[Problems to work on]
• A. In the page below on fq-compressor's core algorithms, what is stored during the delta encoding step?
• B. Continue the page below on fq-compressor's core algorithms, picking up after its final line.

[Extract to read]
-=-=-
Core Algorithms
fq-compressor adopts a "Best of Both Worlds" hybrid strategy: each FASTQ data stream is compressed with a specialized algorithm optimized for its characteristics.
1. Sequence: Assembly-based Compression (ABC)
Unlike traditional compressors that treat reads as independent strings, fq-compressor treats them as fragments of an underlying genome.
How It Works
Raw Reads ──► Minimizer Bucketing ──► Read Reordering ──► Local Consensus ──► Delta Encoding
Step 1: Minimizer Bucketing
Reads are grouped into buckets based on shared minimizers (signature k-mers). Reads sharing a minimizer are likely from the same genomic region.
Step 2: Read Reordering
Inside each bucket, reads are reordered to form an approximate Hamiltonian path, minimizing the edit distance between neighboring reads.
Step 3: Local Consensus Generation
A local consensus sequence is generated for each bucket, representing the "average" read in that group.
Step 4: Delta Encoding
Only the edits (substitutions, insertions, deletions) relative to the consensus are stored. Since reads in the same bucket are highly similar, deltas are very small.
Read Length Classification
The ABC strategy is most effective for short reads. fq-compressor automatically classifies reads:
| Type | Condition | Strategy |
|---|---|---|
| Short | max ≤ 511 bp, median < 1 KB | Full ABC with global reordering |
| Medium | max > 511 bp or 1 KB ≤ median < 10 KB | Zstd, reordering disabled |
| Long | median ≥ 10 KB or max ≥ 10 KB | Zstd, reordering disabled |
References
- Spring: Chandak, S., et al. (2019). "SPRING: a next-generation FASTQ compressor". Bioinformatics.
-=-=-
[Dataset items]
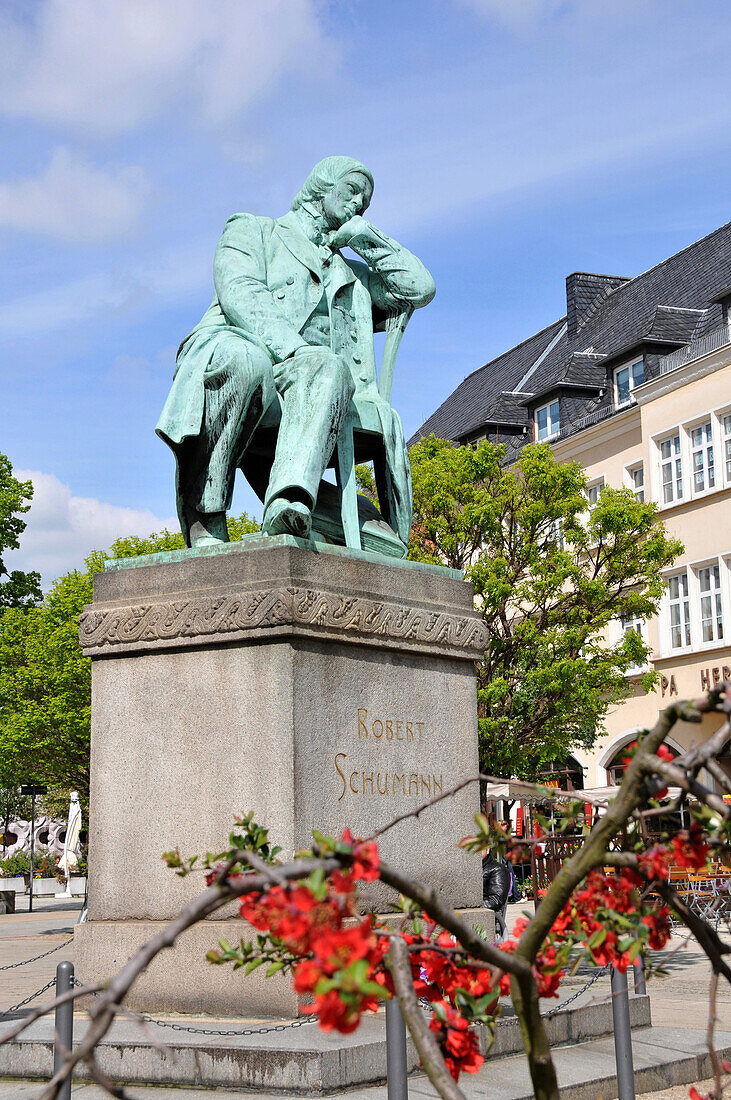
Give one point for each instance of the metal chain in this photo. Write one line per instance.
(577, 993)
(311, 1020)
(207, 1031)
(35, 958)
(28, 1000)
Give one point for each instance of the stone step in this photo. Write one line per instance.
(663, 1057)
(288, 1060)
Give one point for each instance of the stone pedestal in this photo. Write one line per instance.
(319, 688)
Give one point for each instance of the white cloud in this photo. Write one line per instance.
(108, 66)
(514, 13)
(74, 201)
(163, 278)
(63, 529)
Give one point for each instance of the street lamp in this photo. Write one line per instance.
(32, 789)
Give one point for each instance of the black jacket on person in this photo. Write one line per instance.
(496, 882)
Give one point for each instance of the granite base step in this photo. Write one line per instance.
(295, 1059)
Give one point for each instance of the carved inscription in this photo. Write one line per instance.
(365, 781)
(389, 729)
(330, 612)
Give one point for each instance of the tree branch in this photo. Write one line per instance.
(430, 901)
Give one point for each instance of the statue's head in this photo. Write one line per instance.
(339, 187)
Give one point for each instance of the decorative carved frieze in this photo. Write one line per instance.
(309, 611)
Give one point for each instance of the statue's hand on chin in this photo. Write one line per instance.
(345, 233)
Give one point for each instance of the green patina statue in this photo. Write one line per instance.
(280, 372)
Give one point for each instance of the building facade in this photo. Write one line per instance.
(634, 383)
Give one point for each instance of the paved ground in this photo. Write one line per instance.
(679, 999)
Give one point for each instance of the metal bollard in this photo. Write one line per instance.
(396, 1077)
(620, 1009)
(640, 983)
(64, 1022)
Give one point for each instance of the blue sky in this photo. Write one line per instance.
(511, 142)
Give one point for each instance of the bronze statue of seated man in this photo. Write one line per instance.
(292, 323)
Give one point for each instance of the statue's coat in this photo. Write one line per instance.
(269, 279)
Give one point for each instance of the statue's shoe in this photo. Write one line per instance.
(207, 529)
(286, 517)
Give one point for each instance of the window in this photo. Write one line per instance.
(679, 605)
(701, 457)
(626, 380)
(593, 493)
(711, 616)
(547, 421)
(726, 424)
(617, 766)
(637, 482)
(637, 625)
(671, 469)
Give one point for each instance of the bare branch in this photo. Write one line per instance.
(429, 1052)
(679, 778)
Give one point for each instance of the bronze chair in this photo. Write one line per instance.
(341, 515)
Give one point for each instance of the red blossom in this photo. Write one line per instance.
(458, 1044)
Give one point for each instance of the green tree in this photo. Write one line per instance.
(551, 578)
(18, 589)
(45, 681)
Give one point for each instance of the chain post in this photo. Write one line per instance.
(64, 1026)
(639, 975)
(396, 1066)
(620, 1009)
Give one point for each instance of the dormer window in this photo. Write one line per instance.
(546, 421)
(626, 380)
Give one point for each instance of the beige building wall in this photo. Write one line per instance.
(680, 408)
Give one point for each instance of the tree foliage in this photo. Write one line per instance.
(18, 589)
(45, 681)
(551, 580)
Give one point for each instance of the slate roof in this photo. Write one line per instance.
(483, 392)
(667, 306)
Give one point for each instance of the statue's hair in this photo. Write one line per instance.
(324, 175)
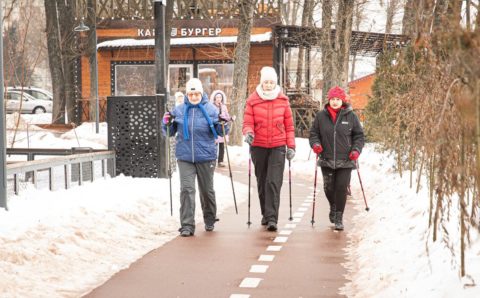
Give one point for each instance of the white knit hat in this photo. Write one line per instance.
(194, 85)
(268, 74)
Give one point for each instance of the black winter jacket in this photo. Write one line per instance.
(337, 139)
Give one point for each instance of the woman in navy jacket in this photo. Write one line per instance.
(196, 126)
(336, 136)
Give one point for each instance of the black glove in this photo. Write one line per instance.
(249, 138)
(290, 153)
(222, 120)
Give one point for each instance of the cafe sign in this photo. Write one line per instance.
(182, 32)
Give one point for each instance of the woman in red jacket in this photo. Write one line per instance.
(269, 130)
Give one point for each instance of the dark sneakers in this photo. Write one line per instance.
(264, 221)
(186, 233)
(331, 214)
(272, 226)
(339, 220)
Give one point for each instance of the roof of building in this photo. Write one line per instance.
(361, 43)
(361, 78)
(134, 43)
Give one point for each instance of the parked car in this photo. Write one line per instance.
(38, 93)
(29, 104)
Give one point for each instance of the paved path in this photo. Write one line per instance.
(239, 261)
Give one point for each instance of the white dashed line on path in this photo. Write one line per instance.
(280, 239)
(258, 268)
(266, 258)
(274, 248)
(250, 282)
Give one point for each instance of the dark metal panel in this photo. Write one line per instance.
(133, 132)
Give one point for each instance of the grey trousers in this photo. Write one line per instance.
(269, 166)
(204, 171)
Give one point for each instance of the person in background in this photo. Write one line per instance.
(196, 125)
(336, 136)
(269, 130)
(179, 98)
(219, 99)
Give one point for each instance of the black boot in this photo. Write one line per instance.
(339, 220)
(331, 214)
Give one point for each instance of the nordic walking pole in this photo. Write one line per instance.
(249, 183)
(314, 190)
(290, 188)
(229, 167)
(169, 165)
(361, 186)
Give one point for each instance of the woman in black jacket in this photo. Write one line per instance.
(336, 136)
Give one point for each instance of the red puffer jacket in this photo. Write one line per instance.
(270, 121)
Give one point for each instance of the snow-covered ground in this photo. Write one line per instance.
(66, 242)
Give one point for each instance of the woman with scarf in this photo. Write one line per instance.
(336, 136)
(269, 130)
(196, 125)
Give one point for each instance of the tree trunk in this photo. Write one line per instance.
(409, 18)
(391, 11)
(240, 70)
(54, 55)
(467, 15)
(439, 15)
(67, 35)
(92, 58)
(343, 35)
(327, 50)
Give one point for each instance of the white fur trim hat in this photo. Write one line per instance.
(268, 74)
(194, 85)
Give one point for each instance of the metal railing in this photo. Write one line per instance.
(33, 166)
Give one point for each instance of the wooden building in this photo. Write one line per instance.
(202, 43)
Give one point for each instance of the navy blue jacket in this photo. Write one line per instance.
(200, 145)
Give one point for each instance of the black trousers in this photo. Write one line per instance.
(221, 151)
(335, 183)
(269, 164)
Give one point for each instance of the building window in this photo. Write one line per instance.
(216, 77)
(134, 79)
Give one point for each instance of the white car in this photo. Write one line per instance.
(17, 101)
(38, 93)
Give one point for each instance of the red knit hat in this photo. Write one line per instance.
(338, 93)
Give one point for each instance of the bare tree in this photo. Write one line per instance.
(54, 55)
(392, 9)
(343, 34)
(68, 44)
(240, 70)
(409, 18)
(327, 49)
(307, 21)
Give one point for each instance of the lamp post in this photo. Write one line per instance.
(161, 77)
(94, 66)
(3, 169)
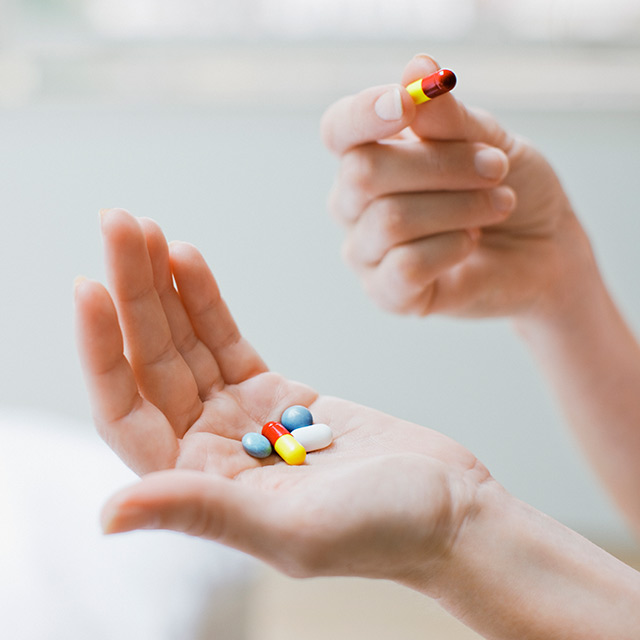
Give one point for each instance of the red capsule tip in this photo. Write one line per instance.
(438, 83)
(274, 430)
-=-=-
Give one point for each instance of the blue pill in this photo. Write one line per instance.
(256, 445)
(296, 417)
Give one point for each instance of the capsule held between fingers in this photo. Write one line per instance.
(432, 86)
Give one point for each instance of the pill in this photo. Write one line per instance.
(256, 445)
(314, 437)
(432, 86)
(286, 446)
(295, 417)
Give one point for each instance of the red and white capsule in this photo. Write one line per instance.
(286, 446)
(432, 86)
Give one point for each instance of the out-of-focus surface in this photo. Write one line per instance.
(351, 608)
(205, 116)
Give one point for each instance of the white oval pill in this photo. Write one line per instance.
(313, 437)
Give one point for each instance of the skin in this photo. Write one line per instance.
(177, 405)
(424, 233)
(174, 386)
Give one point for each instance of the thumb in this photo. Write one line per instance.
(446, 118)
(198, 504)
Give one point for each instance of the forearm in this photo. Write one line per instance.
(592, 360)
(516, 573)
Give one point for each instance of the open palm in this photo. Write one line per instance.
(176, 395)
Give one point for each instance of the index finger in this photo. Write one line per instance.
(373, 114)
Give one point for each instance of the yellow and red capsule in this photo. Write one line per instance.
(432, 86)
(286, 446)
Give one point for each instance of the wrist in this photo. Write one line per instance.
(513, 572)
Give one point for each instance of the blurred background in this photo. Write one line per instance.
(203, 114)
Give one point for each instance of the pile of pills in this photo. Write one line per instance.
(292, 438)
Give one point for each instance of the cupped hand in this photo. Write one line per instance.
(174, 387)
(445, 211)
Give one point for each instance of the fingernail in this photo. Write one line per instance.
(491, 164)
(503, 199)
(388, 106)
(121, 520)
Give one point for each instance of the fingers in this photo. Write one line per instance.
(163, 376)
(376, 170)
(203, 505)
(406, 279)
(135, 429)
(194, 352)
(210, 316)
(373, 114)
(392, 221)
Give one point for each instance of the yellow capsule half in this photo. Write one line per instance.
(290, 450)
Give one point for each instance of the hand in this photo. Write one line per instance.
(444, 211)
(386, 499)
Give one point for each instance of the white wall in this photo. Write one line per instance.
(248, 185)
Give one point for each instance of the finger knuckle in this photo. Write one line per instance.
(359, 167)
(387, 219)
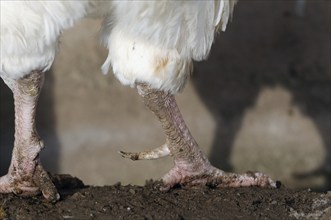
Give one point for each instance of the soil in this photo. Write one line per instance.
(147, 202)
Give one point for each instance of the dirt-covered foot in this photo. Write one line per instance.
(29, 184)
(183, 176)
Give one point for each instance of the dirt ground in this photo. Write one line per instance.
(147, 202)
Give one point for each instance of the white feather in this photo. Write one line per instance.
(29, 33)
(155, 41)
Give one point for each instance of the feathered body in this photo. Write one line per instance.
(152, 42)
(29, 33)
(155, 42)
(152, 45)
-=-=-
[Solved problems]
• A. Only the edits (substitutions, insertions, deletions) relative to the consensus are stored.

• B.
- Mincom: Liu, Y., et al. "Mincom: hash-based minimizer bucketing for genome sequence compression".
- HARC: Chandak, S., et al. (2018). "HARC: Haplotype-aware Reordering for Compression".
2. Quality Scores: Statistical Context Mixing (SCM)
Quality scores are noisy and don't "assemble" well — they require a fundamentally different approach.
How It Works
Quality Values ──► Context Modeling ──► Prediction ──► Arithmetic Coding
Context Modeling
The compressor predicts the next quality value based on a context composed of:
- Previous 2 quality values
- Current sequence base (A/C/G/T)
- Position within the read
Adaptive Arithmetic Coding
Predictions are fed into an adaptive arithmetic coder that approaches the entropy limit of the quality stream.
Why Not Compress Quality with ABC?
Quality scores are inherently noisy and don't exhibit the same biological redundancy as DNA sequences. Context-based statistical modeling is more effective because:
- Quality scores are position-dependent
- They correlate with the underlying base call
- Neighboring quality values are strongly correlated
References
- fqzcomp5: Bonfield, J. K. "Compression of FASTQ and SAM format sequencing data".
3. Identifiers: Tokenization + Delta
FASTQ read identifiers follow structured patterns (e.g., @INSTRUMENT:RUN:FLOWCELL:LANE:TILE:X:Y).
How It Works
- Tokenization — Split identifiers into typed tokens (instrument, run ID, coordinates, etc.)
- Delta Encoding — For numeric fields, store only the difference from the previous read
- Backend Compression — Tokenized streams are compressed with a general-purpose compressor
This approach exploits the highly regular structure of Illumina-style identifiers, where consecutive reads differ only in coordinate fields.